:: Work request ::
Output, without alteration, the first line of the entries and each line after it, stopping with the line that contains "Target: gray metal pole".

**** Materials provided ****

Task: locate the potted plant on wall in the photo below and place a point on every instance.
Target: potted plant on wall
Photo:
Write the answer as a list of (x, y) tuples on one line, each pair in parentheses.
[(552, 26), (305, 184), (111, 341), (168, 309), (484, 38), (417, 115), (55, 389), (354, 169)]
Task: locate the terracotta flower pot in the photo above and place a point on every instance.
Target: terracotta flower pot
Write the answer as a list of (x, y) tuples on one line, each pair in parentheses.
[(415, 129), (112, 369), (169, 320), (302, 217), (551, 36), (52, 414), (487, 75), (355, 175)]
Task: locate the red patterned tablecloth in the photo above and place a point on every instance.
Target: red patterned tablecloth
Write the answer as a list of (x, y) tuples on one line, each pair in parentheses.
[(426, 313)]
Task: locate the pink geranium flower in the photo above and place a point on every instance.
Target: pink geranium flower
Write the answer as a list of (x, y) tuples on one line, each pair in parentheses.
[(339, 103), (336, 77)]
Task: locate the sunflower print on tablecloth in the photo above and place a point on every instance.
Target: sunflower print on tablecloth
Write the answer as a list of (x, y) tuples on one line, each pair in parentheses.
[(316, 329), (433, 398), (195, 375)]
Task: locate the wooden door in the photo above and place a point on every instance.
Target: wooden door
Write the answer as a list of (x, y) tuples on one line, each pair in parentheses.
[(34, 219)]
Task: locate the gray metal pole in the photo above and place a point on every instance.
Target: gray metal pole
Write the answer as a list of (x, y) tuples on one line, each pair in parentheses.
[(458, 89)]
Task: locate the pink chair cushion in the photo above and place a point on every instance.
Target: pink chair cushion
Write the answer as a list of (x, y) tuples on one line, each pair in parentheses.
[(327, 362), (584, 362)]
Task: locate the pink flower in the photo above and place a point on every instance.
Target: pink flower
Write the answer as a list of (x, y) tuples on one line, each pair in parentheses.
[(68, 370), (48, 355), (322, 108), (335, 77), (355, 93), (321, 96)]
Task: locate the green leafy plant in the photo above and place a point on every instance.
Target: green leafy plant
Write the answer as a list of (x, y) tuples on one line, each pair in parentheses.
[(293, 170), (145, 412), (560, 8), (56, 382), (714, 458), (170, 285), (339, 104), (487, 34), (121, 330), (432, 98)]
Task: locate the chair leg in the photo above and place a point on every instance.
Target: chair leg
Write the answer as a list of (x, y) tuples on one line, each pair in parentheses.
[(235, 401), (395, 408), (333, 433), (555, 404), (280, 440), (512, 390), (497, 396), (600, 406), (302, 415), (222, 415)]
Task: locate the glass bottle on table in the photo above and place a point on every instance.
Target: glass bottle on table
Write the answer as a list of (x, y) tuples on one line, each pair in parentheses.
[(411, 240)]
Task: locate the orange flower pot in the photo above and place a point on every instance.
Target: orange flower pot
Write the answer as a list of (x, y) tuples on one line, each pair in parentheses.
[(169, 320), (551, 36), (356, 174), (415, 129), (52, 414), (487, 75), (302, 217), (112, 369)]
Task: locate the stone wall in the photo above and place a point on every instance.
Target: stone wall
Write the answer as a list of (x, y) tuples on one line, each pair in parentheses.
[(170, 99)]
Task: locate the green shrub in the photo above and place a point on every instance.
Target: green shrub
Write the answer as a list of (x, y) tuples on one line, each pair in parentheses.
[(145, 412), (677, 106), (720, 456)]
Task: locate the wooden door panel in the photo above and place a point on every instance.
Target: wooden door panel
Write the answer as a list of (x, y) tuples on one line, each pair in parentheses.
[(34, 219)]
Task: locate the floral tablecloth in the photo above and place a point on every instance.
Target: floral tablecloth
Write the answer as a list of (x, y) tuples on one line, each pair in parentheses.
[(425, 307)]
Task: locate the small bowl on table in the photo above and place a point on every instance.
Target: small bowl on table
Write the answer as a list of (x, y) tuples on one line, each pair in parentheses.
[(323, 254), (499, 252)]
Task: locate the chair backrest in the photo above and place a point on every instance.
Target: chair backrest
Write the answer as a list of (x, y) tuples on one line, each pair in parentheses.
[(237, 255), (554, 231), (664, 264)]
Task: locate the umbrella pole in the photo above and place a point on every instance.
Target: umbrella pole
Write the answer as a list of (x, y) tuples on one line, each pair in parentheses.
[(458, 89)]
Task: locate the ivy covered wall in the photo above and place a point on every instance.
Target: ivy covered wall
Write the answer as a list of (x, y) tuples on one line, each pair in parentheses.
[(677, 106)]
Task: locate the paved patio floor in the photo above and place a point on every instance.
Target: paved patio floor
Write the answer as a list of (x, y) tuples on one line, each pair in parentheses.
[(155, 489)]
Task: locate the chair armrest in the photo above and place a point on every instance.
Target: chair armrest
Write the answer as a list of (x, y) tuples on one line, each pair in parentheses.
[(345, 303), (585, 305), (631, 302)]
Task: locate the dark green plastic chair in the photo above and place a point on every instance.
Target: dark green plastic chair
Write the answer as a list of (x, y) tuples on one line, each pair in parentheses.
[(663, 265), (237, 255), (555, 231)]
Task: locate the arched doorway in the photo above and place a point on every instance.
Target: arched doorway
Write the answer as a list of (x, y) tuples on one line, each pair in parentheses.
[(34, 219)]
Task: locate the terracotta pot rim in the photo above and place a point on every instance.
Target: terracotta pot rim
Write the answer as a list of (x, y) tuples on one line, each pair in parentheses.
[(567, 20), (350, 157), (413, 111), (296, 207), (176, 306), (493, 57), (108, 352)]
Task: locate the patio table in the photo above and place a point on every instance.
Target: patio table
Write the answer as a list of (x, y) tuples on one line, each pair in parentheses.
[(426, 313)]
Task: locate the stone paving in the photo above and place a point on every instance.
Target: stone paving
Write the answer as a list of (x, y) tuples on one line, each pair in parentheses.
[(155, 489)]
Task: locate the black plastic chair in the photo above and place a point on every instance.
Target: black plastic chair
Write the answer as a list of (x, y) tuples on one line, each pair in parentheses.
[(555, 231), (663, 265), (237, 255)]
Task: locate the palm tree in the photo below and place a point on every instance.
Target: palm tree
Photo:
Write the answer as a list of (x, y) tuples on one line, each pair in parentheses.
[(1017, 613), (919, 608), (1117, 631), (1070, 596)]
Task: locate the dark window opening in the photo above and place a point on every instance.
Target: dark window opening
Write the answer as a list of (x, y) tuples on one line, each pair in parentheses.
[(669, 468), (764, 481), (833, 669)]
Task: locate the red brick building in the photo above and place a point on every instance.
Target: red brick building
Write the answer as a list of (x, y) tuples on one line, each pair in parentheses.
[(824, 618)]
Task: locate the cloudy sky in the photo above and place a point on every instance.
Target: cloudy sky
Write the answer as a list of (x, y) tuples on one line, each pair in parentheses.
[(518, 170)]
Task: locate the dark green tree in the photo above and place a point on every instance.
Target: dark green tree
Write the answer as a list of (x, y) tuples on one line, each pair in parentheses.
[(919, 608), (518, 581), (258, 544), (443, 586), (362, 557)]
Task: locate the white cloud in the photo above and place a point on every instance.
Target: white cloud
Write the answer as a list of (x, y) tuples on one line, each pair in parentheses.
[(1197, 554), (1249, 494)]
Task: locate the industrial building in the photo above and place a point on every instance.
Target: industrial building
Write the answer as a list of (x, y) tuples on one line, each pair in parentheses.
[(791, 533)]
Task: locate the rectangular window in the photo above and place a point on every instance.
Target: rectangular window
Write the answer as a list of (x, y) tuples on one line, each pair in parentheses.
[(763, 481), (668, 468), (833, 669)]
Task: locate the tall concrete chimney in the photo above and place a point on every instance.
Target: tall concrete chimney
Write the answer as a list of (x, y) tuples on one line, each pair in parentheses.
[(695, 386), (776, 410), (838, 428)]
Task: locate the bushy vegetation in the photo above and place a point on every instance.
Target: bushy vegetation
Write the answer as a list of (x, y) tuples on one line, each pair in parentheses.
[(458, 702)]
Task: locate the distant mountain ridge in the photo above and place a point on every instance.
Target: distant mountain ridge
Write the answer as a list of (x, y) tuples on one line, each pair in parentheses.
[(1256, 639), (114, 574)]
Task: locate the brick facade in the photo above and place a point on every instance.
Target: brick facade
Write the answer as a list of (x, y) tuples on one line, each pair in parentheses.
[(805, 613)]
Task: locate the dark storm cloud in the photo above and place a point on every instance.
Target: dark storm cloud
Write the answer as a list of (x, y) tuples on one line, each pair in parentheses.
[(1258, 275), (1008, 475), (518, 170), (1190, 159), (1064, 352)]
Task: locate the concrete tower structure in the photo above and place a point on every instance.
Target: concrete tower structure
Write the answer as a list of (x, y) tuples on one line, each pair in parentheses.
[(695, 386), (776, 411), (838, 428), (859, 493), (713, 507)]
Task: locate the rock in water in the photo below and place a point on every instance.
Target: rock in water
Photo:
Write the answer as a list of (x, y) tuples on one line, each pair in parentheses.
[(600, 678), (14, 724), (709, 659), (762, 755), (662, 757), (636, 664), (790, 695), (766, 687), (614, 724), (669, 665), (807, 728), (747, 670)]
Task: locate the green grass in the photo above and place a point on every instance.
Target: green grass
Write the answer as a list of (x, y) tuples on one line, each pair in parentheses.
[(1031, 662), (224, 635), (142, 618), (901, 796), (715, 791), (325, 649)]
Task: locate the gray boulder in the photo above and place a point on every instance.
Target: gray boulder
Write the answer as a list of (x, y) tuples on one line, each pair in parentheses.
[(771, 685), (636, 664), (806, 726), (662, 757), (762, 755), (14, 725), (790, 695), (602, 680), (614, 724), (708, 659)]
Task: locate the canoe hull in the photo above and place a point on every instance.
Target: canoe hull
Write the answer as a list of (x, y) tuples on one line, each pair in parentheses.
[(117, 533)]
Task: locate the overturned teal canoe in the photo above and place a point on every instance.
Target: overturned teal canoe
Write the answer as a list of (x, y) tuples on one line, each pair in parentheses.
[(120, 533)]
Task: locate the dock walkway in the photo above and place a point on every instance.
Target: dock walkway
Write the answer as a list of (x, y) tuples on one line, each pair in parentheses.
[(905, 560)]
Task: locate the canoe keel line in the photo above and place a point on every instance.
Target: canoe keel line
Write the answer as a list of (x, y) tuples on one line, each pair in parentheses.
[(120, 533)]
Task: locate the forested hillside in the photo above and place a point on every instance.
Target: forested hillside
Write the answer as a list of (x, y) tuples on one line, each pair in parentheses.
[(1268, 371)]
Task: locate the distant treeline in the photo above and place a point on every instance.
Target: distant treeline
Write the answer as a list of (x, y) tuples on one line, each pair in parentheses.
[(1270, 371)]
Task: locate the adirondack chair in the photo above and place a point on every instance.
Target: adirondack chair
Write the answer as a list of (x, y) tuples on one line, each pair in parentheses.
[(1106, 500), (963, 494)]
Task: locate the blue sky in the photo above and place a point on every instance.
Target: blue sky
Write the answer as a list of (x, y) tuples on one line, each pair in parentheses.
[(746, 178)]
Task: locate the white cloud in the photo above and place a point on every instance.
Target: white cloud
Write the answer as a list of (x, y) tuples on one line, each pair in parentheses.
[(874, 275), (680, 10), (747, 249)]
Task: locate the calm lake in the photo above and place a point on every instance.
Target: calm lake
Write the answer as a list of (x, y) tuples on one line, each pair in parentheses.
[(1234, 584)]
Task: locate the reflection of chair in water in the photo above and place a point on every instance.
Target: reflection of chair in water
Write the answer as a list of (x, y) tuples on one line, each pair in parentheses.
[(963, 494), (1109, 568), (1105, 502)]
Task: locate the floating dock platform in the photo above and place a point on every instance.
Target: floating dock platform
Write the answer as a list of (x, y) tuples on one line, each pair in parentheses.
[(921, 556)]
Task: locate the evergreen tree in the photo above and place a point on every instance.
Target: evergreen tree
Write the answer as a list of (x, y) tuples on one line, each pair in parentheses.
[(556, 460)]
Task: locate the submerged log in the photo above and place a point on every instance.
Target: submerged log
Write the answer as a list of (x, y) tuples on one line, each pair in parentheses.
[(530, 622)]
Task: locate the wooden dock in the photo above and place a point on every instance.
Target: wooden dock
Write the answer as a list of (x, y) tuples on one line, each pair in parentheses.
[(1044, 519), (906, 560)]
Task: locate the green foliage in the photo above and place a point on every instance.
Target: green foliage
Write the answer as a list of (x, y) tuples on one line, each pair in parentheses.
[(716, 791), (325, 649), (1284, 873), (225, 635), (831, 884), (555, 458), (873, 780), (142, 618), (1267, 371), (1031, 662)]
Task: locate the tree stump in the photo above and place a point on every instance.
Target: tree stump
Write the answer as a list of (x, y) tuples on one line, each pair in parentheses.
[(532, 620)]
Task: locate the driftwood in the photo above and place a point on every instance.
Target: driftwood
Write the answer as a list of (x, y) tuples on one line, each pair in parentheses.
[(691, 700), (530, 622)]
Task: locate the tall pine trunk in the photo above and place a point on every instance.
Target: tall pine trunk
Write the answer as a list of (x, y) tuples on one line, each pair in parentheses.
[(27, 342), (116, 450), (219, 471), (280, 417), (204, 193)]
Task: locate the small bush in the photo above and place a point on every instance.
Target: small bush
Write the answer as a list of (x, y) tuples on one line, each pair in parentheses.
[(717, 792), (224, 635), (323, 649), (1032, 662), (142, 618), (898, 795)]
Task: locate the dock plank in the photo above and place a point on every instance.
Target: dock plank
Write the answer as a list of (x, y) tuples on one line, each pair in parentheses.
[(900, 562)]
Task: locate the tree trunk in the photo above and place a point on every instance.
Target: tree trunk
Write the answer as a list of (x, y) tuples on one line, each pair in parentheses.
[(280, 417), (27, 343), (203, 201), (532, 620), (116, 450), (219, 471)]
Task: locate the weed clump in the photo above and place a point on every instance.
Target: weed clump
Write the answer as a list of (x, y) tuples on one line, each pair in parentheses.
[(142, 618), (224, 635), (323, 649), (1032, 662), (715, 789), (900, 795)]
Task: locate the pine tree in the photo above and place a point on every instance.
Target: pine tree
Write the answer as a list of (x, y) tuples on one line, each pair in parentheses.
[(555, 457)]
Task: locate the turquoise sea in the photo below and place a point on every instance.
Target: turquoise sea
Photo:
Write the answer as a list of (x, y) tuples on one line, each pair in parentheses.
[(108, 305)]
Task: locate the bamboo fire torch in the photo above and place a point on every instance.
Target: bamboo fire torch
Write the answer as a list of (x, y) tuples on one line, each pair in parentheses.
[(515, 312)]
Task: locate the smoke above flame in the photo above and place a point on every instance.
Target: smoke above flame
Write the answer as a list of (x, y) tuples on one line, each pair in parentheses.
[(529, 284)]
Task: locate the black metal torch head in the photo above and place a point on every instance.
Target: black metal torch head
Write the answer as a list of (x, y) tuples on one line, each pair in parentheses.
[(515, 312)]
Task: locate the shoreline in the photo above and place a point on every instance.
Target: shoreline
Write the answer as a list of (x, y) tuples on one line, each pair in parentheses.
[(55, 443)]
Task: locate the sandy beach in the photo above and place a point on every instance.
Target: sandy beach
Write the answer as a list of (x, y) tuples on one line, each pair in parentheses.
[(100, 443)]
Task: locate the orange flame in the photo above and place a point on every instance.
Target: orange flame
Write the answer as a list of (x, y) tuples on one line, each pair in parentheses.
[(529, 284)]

****

:: Written solution ::
Task: locate the potted plant on wall in the photo below and place a point on every instance.
Target: potted plant on wall
Photo:
Write the answer as a list of (x, y) tuples on one line, each pair in parentheses.
[(552, 26), (305, 184), (111, 341), (168, 309), (484, 38), (417, 115), (55, 389), (354, 169)]
Task: locate the terracotta flower pot in the photo above and place a point on every instance.
Target: terracotta flower pot
Write the answer as a list of (x, y) tuples on one line, each pair in parentheses.
[(415, 129), (112, 369), (169, 320), (302, 217), (551, 36), (52, 414), (487, 75), (355, 175)]
Task: locate the red patterned tablecloth in the photo above and place a point on every instance.
Target: red patterned tablecloth
Write the answer as a list of (x, y) tuples on one line, each pair in parentheses.
[(426, 313)]
Task: locate the pink geranium flower in the photo above and place a point on every instance.
Target: pink geranium flower
Write the answer as a list of (x, y) tuples on one line, each pair in parentheses.
[(339, 103), (336, 77)]
Task: locate the sunflower print on tablecloth in the photo above and place a point on every instance.
Target: sunflower print on tablecloth
Write the answer as a list of (x, y) tuples on one line, each pair in parentheses.
[(316, 329), (433, 398), (195, 375)]
Task: locate the wooden door in the photo above and place a point on every instance.
Target: wooden door
Write the answer as a list of (x, y) tuples on one line, each pair in parentheses.
[(34, 219)]
Task: locate the gray metal pole in the photo above and place a point on every instance.
Target: gray metal pole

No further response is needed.